## YOUR GOAL
Copy out the material below with each "marker" replaced by "pin", keeping every other line unchanged.

## ENTRIES PROVIDED
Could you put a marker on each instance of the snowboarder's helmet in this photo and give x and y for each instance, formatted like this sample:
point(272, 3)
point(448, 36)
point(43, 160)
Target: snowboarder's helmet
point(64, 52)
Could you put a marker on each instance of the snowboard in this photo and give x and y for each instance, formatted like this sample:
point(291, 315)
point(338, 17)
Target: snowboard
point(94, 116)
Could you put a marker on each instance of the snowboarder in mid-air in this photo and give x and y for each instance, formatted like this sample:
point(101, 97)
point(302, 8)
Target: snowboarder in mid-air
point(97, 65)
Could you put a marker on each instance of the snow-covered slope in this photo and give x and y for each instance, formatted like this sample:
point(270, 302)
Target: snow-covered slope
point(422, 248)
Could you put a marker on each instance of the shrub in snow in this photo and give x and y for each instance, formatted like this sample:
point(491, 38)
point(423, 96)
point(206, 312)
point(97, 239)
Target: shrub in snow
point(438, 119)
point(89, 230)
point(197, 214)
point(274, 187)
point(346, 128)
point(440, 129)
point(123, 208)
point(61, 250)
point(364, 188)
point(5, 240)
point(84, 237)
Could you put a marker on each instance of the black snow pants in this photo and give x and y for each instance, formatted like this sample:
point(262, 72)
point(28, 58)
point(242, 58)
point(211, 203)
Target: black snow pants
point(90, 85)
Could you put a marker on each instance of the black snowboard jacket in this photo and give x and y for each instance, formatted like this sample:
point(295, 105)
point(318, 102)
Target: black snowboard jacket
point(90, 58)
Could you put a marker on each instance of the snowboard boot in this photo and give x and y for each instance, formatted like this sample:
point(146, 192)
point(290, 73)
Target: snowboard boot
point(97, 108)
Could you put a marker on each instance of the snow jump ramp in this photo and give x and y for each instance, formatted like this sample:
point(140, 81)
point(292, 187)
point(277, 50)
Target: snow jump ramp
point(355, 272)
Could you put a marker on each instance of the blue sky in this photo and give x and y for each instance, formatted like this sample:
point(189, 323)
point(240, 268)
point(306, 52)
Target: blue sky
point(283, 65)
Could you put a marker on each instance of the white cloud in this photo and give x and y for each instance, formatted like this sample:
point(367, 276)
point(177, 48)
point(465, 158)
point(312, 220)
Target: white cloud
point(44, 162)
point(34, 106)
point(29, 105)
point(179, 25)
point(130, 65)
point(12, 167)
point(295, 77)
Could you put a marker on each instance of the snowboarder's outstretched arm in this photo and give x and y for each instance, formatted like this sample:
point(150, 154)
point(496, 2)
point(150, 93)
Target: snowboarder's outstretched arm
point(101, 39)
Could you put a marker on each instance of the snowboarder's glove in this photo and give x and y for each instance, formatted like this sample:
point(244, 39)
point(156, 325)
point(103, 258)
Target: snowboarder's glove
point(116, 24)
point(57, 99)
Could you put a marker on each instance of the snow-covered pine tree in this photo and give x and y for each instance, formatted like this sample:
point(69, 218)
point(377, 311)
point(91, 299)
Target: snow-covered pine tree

## RESULT OF THE EXERCISE
Could you put a pin on each instance of the snowboarder's helmet in this photo and give x and y for each instance, formatted like this sample:
point(272, 3)
point(448, 36)
point(43, 160)
Target: snowboarder's helmet
point(64, 52)
Could you put a pin on each instance of the snowboard in this photo and give x and y for each instance, formatted like this sample:
point(291, 315)
point(338, 17)
Target: snowboard
point(94, 116)
Could you put a pin on each instance of the snowboarder in mid-air in this photo and give x and y for each instance, formatted like this sample:
point(101, 97)
point(302, 8)
Target: snowboarder in mid-air
point(97, 65)
Could you put a pin on each instance of the snow-covered slope in this photo and give x and y for each instance, formatted like this sample:
point(270, 302)
Target: snow-covered slope
point(422, 248)
Could you put a pin on each instance of the shrub in snow in this photo and give x and y for each instance, formatted like this sample:
point(491, 38)
point(423, 96)
point(206, 312)
point(97, 239)
Target: shrub in snow
point(438, 119)
point(89, 230)
point(197, 214)
point(274, 187)
point(346, 128)
point(440, 129)
point(123, 208)
point(61, 250)
point(364, 188)
point(5, 240)
point(84, 237)
Could you put a pin on each instance of the black snow pants in this photo and give x and y for each instance, formatted like this sample:
point(262, 72)
point(28, 58)
point(242, 58)
point(211, 203)
Target: black snow pants
point(90, 85)
Could you put a pin on each instance of the black snowboard jacket in this photo and give x and y for each instance, formatted like this sample:
point(295, 105)
point(318, 102)
Target: black snowboard jacket
point(90, 58)
Could you put a pin on each instance of the snowboard boot in this photo and give x and y for each instance, formatted like this sample:
point(146, 192)
point(290, 73)
Target: snowboard boot
point(97, 108)
Could you put a pin on each instance of the snow jump ramp in this photo and give x and y for each instance, formatted like this sample:
point(140, 81)
point(292, 187)
point(277, 50)
Target: snow jump ramp
point(355, 272)
Could you put a pin on each instance of the blue sky in this photo and give x and y for each instance, formatted like this sample:
point(189, 323)
point(240, 268)
point(306, 52)
Target: blue sky
point(283, 65)
Could you put a pin on each instance of the white cloud in this photo and give x and y for each instance, formatted like this sample:
point(367, 276)
point(177, 48)
point(465, 158)
point(312, 220)
Target: white cloud
point(44, 162)
point(34, 106)
point(29, 105)
point(179, 25)
point(130, 65)
point(12, 167)
point(295, 77)
Could you put a pin on each instance of the snowboarder's outstretched arm in this photo and give x and y for each instance, formatted like this sample:
point(150, 154)
point(496, 2)
point(150, 93)
Target: snowboarder's outstretched arm
point(101, 39)
Could you put a pin on each instance of the snowboarder's glove in this photo and give x and y for each instance, formatted like this sample:
point(244, 39)
point(156, 325)
point(103, 258)
Target: snowboarder's glove
point(116, 24)
point(57, 99)
Could you put a pin on each instance of the snow-covered pine tree in this photo and give x and y for each instance, formatted like this sample:
point(69, 218)
point(377, 311)
point(91, 299)
Target: snow-covered pine tree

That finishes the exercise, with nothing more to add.